Lay out the material as a Markdown table with the columns Row and Material line. Start at the first line and end with the line that contains "161], [431, 172]]", and leave out blank lines.
## BEGIN MATERIAL TO PROCESS
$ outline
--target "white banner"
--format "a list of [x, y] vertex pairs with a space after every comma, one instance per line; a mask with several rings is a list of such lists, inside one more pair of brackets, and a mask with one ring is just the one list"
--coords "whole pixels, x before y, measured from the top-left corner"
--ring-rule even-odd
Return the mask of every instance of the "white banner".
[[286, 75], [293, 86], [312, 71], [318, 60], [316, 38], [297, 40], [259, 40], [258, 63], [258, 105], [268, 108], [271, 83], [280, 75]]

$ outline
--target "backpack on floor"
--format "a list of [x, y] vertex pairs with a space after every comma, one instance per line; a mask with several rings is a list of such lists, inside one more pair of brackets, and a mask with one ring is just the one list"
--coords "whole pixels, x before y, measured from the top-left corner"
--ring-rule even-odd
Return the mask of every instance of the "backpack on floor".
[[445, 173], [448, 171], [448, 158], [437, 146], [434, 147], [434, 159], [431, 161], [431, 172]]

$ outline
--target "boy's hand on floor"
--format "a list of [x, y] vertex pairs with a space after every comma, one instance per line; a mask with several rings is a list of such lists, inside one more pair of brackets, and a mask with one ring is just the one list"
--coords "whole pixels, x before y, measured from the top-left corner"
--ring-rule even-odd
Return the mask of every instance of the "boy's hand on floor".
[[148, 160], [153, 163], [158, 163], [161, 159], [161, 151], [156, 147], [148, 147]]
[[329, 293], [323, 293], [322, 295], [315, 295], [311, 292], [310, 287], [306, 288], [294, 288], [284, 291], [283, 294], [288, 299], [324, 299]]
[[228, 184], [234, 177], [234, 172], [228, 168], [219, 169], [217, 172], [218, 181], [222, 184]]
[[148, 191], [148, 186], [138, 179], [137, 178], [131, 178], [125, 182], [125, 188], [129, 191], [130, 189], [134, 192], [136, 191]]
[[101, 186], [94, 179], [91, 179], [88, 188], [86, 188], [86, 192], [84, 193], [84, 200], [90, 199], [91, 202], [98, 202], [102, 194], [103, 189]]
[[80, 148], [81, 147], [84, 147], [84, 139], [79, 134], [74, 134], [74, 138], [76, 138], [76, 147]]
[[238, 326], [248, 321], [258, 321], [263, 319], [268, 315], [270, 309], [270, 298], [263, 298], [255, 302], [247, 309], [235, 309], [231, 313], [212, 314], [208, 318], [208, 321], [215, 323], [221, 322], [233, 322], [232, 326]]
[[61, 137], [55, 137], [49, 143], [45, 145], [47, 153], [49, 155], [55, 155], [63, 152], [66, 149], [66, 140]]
## END MATERIAL TO PROCESS
**ANSWER TO THIS PROBLEM**
| Row | Material line |
|---|---|
| 1 | $ outline |
| 2 | --target "white banner" |
| 3 | --format "a list of [x, y] vertex pairs with a space after every comma, one instance per line; a mask with several rings is a list of such lists, inside one more pair of brackets, and a mask with one ring is just the one list" |
| 4 | --coords "whole pixels, x before y, measured from the top-left corner" |
| 5 | --ring-rule even-odd |
| 6 | Return the mask of every instance of the "white banner". |
| 7 | [[286, 75], [293, 86], [312, 71], [318, 60], [316, 38], [297, 40], [259, 40], [258, 63], [258, 105], [268, 108], [271, 83], [280, 75]] |
| 8 | $ outline |
| 9 | --target "backpack on floor" |
| 10 | --format "a list of [x, y] vertex pairs with a space after every comma, one instance per line; a mask with several rings is a list of such lists, inside one more pair of brackets, and a mask with one ring is just the one list" |
| 11 | --coords "whole pixels, x before y, measured from the top-left corner" |
| 12 | --ring-rule even-odd |
| 13 | Return the mask of every instance of the "backpack on floor". |
| 14 | [[445, 173], [448, 171], [448, 158], [437, 146], [434, 147], [434, 159], [431, 161], [431, 172]] |